Por Gerardo Sotelo
Si no los enfrentamos, el mundo que conocemos desaparecerá
El 7 de octubre de 2023, los terroristas de Hamás y cientos de civiles palestinos, entraron en Israel y quemaron viva a Shira Shohat. Shira tenía 19 años y ese día fue víctima de unos terroristas financiados y alentados por el régimen de Irán. Además de Shira, también asesinaron, de forma brutal y sanguinaria, otros 38 niños menores de 18 años, el más pequeño de los cuales era un bebé de nueve meses.
Si alguien tiene dudas contra qué está luchando Israel en Gaza y en Líbano, quizás le ayude esta reflexión de un soldado que llegó a uno de los kibutzim ese mismo día: “Entras en una casa y ves a un padre y a una niña de tres años abrazándose, ambos con una bala en la cabeza, y entiendes contra qué estás luchando”.
La magnitud de la herida causada por esta barbarie se mide en los mil doscientos muertos, en la saña inhumana con que fueron asesinados, en el centenar de secuestrados que aún permanecen en los túneles de Gaza como rehenes y en la memoria que sigue atormentando a los sobrevivientes.
Muchos de nosotros conocemos algunos de esos kibutzim y algunos de los sobrevivientes, entre ellos unos cuantos ciudadanos uruguayos, y sabemos que esta atrocidad, sin precedentes desde la Segunda Guerra Mundial, sacudió la propia razón de ser del Estado de Israel, concebido como un lugar donde los judíos de todo el mundo podrían finalmente vivir seguros en su tierra ancestral. El 7 de octubre, ese sueño se desmoronó.
¿Cómo debía responder Israel, un país democrático, ante masacres como la del 7 de octubre, perpetrada por una organización que dice, sin tapujos, tener como propósito exterminar a Israel y a los judíos? ¿Debía esperar la autorización de la ONU para entrar en Gaza? ¿Debía soportar en silencio las agresiones constantes desde el Líbano, por parte de Hizballah, también financiada y organizada por el régimen iraní, esperando que la misión de los cascos azules finalmente decidiera actuar?
Para cualquier persona de bien, resulta lógico pensar que Israel tenía y tiene el derecho de defenderse y garantizar la seguridad de sus ciudadanos y su propia integridad territorial.
Más aún, muchos de los que cuestionan a Israel por haber entrado en Gaza para eliminar a Hamás y rescatar a sus rehenes, hubieran actuado de la misma forma en circunstancias similares. No porque sean amantes de la guerra, sino porque la guerra es inevitable cuando alguien busca exterminarte.

» **Fragmentos de datos**
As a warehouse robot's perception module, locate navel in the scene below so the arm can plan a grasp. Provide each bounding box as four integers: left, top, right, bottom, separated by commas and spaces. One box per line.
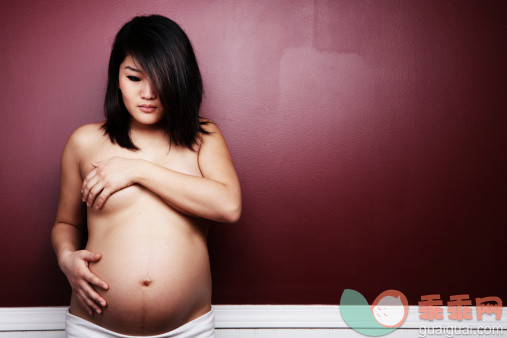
141, 278, 153, 286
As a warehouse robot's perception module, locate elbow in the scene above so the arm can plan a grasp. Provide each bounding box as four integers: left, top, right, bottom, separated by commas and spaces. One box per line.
226, 199, 241, 223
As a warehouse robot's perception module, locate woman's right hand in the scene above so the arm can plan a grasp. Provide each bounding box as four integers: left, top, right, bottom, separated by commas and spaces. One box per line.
58, 250, 109, 316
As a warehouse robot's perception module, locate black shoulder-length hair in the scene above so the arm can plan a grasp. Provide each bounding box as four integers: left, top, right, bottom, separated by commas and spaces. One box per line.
101, 15, 210, 151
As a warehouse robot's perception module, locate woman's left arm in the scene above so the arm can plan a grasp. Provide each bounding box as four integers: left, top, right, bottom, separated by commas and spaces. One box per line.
82, 123, 242, 223
134, 123, 241, 223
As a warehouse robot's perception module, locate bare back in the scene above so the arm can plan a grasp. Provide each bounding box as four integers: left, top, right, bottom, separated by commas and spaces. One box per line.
70, 123, 211, 335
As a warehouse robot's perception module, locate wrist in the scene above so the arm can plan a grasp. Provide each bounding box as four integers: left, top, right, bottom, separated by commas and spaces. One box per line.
58, 249, 73, 268
132, 158, 147, 184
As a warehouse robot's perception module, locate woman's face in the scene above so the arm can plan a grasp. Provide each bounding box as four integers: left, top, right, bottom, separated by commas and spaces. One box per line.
118, 55, 164, 125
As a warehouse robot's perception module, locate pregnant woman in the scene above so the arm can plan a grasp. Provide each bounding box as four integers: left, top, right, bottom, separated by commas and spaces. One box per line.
51, 15, 241, 338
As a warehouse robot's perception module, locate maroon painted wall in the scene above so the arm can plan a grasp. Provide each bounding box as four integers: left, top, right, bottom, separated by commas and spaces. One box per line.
0, 0, 507, 306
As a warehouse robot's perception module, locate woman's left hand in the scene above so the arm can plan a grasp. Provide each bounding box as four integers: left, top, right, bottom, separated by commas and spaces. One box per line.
81, 156, 138, 209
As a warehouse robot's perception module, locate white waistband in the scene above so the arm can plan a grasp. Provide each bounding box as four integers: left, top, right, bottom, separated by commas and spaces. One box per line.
65, 307, 215, 338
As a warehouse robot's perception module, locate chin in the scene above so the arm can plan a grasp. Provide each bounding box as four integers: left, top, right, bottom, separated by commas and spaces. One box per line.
133, 115, 162, 124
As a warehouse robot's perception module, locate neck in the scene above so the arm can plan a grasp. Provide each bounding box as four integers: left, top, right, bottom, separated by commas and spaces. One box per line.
129, 119, 168, 147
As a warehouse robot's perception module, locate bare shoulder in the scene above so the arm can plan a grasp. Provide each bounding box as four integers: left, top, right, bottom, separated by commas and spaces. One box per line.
69, 122, 103, 146
66, 122, 102, 158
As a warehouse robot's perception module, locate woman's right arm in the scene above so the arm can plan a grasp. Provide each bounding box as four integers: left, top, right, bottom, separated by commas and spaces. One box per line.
51, 126, 107, 315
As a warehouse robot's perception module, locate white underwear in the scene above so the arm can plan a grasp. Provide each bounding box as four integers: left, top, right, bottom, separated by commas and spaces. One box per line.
65, 307, 215, 338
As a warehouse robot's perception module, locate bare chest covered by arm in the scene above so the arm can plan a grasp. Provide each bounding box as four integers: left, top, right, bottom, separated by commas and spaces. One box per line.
71, 130, 211, 334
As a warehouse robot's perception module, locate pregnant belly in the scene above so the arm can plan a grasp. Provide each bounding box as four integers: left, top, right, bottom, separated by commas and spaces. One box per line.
71, 224, 211, 335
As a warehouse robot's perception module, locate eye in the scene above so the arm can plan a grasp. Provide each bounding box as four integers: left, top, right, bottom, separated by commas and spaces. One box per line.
127, 75, 141, 82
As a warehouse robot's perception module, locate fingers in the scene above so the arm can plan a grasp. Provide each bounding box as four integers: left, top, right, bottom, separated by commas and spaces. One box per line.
94, 188, 111, 209
81, 171, 99, 202
84, 178, 104, 206
75, 291, 93, 316
81, 250, 100, 261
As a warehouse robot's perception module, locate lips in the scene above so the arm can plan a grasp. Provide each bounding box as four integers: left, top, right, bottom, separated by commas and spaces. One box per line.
139, 105, 157, 113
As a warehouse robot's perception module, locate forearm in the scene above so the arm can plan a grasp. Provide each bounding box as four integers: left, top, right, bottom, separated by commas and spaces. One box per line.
51, 222, 81, 265
134, 159, 235, 222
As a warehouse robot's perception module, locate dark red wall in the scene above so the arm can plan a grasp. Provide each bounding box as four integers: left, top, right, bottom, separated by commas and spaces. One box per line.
0, 0, 507, 306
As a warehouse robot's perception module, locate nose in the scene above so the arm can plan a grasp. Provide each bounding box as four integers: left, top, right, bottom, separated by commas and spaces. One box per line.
141, 81, 157, 100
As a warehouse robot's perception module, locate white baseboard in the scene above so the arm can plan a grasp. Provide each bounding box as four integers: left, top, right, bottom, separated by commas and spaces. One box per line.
0, 305, 507, 332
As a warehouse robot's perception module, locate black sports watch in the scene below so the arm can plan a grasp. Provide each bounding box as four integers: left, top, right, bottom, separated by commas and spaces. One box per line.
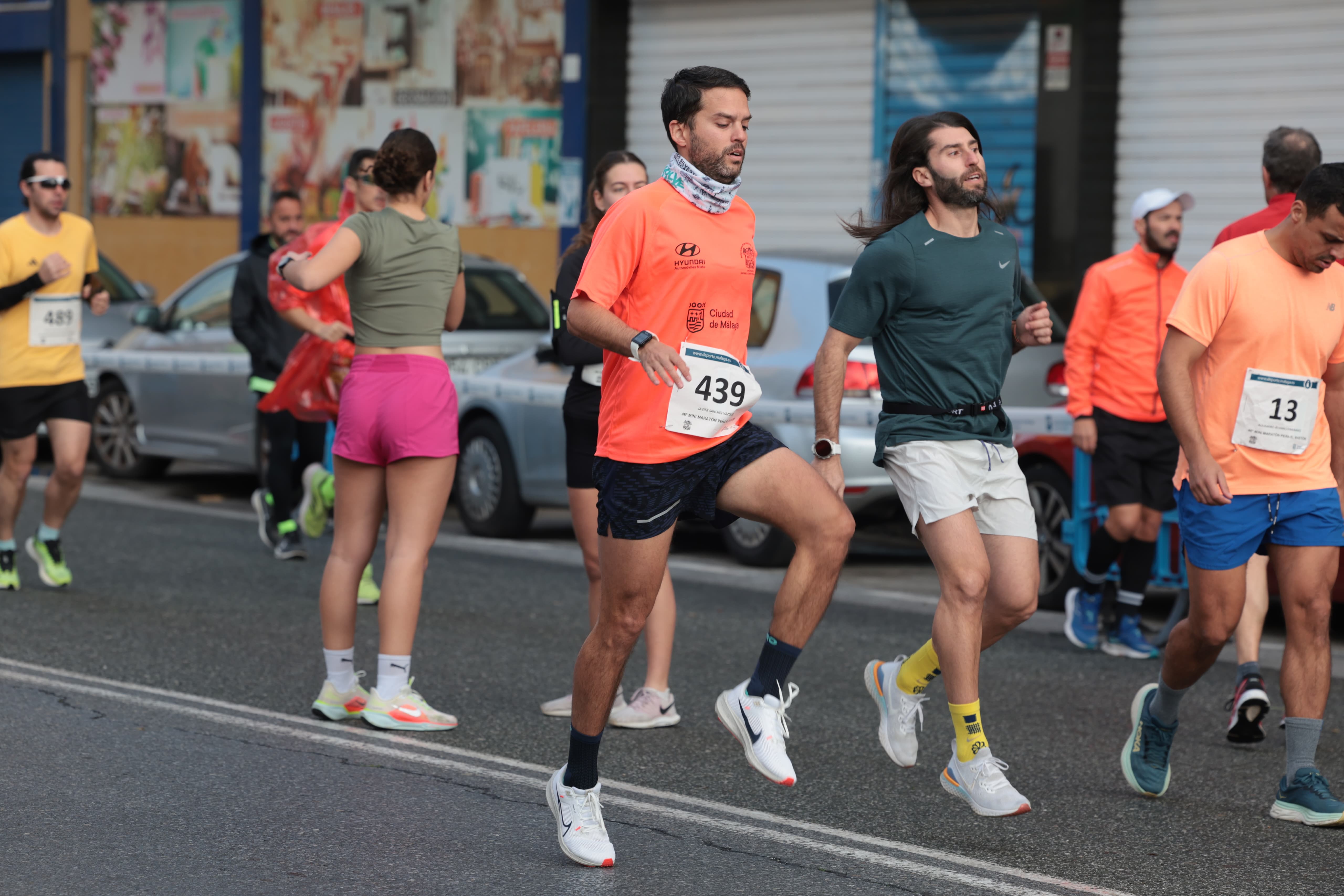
630, 329, 657, 360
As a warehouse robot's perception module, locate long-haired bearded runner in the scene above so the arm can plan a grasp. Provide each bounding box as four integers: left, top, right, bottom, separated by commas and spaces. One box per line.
813, 112, 1050, 815
546, 67, 853, 865
1120, 163, 1344, 826
277, 128, 466, 731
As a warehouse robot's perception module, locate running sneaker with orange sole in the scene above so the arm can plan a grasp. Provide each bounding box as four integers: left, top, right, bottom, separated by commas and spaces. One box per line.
359, 678, 457, 731
313, 672, 368, 721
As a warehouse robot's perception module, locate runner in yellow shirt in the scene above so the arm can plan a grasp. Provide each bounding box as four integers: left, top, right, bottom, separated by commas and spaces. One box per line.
0, 153, 109, 591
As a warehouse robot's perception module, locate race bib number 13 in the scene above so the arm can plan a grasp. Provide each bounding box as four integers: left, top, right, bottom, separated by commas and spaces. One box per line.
1232, 367, 1321, 454
664, 343, 761, 439
28, 294, 82, 348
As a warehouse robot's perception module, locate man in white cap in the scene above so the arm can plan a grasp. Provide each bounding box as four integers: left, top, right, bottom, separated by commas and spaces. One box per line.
1064, 188, 1195, 659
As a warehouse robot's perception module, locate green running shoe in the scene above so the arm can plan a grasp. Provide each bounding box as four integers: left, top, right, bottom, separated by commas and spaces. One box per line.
298, 463, 335, 539
0, 551, 19, 591
23, 537, 70, 588
355, 563, 383, 606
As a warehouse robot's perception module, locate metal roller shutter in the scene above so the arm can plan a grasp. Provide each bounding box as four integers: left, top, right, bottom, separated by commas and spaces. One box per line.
626, 0, 876, 255
1114, 0, 1344, 267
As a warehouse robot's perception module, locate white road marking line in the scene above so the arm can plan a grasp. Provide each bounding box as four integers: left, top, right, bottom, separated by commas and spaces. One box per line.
0, 657, 1132, 896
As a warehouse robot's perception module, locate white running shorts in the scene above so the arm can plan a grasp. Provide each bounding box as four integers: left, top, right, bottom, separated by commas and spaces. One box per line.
882, 439, 1036, 541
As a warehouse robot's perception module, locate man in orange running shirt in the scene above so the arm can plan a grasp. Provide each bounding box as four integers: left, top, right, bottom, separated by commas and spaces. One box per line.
1121, 163, 1344, 826
546, 66, 853, 865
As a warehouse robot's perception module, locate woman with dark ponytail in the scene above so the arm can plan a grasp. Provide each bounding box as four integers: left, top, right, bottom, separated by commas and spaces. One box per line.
542, 149, 681, 728
277, 128, 466, 731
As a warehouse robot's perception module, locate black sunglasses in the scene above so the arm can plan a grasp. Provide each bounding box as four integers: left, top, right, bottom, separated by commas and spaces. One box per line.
23, 177, 70, 189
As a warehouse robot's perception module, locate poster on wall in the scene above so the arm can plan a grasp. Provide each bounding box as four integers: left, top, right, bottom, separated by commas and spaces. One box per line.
262, 0, 564, 227
168, 0, 243, 102
89, 3, 168, 103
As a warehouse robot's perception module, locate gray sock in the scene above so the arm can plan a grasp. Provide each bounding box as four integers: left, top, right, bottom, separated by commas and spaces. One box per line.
1148, 676, 1189, 727
1284, 719, 1321, 783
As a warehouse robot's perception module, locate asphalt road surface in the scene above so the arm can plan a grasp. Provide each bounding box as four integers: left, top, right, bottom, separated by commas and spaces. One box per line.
0, 489, 1344, 895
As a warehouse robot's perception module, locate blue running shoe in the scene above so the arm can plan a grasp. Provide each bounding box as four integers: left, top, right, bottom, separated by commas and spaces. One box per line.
1101, 612, 1157, 659
1120, 684, 1176, 797
1064, 588, 1101, 650
1269, 768, 1344, 827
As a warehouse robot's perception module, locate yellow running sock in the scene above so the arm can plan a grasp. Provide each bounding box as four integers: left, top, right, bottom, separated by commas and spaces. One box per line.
948, 700, 989, 762
896, 640, 941, 696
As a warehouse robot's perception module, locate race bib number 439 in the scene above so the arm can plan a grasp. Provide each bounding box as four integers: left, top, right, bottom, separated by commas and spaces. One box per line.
1232, 367, 1321, 454
28, 294, 82, 348
664, 343, 761, 439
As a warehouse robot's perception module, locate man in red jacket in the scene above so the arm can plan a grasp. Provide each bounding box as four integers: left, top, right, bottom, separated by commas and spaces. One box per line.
1064, 188, 1195, 659
1214, 128, 1321, 743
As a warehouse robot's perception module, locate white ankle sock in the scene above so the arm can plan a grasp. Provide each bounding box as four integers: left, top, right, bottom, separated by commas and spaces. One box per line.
378, 653, 411, 700
323, 647, 356, 693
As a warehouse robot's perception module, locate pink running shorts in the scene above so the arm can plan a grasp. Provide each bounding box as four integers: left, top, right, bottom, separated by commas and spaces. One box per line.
332, 355, 457, 466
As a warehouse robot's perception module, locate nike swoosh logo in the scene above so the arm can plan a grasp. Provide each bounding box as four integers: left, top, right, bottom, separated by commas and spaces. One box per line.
738, 703, 761, 743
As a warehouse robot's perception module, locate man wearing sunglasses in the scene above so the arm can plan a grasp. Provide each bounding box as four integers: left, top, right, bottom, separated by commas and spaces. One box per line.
0, 153, 109, 591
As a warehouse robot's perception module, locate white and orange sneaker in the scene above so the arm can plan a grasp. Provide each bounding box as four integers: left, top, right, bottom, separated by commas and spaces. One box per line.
359, 678, 457, 731
313, 672, 368, 721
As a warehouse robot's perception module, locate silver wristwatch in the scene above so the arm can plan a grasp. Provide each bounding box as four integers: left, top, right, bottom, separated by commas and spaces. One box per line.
812, 439, 840, 459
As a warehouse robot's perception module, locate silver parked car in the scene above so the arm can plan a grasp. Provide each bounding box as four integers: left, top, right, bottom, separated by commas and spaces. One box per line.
457, 255, 1063, 565
85, 253, 547, 478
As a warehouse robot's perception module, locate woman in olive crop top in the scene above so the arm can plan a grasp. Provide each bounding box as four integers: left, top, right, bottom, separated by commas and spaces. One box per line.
278, 129, 466, 731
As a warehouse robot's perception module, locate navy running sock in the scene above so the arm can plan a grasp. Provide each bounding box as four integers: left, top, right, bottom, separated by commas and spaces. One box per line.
564, 725, 602, 790
1087, 525, 1125, 584
747, 634, 802, 697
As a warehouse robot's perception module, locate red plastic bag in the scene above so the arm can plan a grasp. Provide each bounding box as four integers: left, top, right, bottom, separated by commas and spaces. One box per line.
257, 191, 355, 422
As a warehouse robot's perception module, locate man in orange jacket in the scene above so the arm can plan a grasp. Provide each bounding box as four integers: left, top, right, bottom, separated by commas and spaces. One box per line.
1064, 188, 1195, 659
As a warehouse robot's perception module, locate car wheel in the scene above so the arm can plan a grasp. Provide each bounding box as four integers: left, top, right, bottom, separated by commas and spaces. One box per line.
723, 518, 793, 567
457, 418, 536, 539
1023, 463, 1082, 610
91, 383, 172, 480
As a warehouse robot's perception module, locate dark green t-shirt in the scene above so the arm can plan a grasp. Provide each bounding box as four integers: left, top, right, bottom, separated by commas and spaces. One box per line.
831, 214, 1023, 466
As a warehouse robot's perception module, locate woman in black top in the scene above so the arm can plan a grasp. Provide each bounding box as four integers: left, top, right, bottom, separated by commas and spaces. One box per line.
542, 150, 681, 728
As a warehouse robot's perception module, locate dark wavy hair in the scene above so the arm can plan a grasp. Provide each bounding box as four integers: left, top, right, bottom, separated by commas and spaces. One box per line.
374, 128, 438, 196
560, 149, 649, 262
840, 112, 1003, 243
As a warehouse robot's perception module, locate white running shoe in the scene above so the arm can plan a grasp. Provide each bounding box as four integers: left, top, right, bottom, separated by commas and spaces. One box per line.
542, 685, 625, 719
939, 737, 1031, 817
714, 678, 798, 787
546, 764, 616, 868
612, 688, 681, 728
863, 656, 929, 768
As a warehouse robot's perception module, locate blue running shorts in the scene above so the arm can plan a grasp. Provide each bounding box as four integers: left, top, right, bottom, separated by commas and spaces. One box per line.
1176, 481, 1344, 570
593, 422, 784, 540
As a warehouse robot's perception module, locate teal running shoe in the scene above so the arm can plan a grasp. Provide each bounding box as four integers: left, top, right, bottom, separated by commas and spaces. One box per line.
1101, 612, 1158, 659
1064, 588, 1101, 650
1269, 768, 1344, 827
0, 551, 19, 591
1120, 684, 1176, 797
23, 537, 71, 588
298, 463, 332, 539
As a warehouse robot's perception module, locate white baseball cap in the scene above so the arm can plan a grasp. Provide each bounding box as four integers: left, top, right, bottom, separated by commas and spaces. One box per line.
1129, 187, 1195, 220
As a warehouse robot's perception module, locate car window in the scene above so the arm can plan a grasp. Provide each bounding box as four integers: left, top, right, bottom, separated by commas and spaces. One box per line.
458, 270, 547, 331
97, 253, 141, 303
168, 265, 238, 331
747, 267, 782, 348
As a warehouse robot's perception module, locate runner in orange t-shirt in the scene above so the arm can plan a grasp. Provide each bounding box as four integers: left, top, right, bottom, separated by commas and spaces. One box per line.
546, 66, 853, 865
1121, 164, 1344, 825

» **Lo que se pide**
Prosigue la columna sobre el ataque del 7 de octubre a partir de su última oración. Los datos no hacen falta para resolver esto.

» **Resultado de la tarea**
Por lo tanto, existe el derecho a la defensa, y para quienes amamos la vida, nuestras familias y nuestra patria, existe también la obligación de hacerlo.
El éxito militar de Israel en la guerra ha obligado al régimen iraní, al mando de Alí Jamenei y los ayatolás, a asumir directamente el ataque contra Israel, mientras buena parte de los líderes de Occidente observa de manera pasiva, temerosa o cómplice.
Pero si bien las Fuerzas de Defensa, integradas por jóvenes milicianos y reservistas, le están dando una resonante victoria en el campo militar, Israel ha perdido la batalla de la propaganda, hoy controlada por la izquierda postmarxista aliada con el islamismo radical.
Esta coalición alimenta el antisemitismo en Europa y Estados Unidos y continúa atacando a Israel, mientras ignora y desprecia a las mujeres asesinadas y violadas, a los niños masacrados hace un año y a los rehenes secuestrados por Hamás hasta el día de hoy.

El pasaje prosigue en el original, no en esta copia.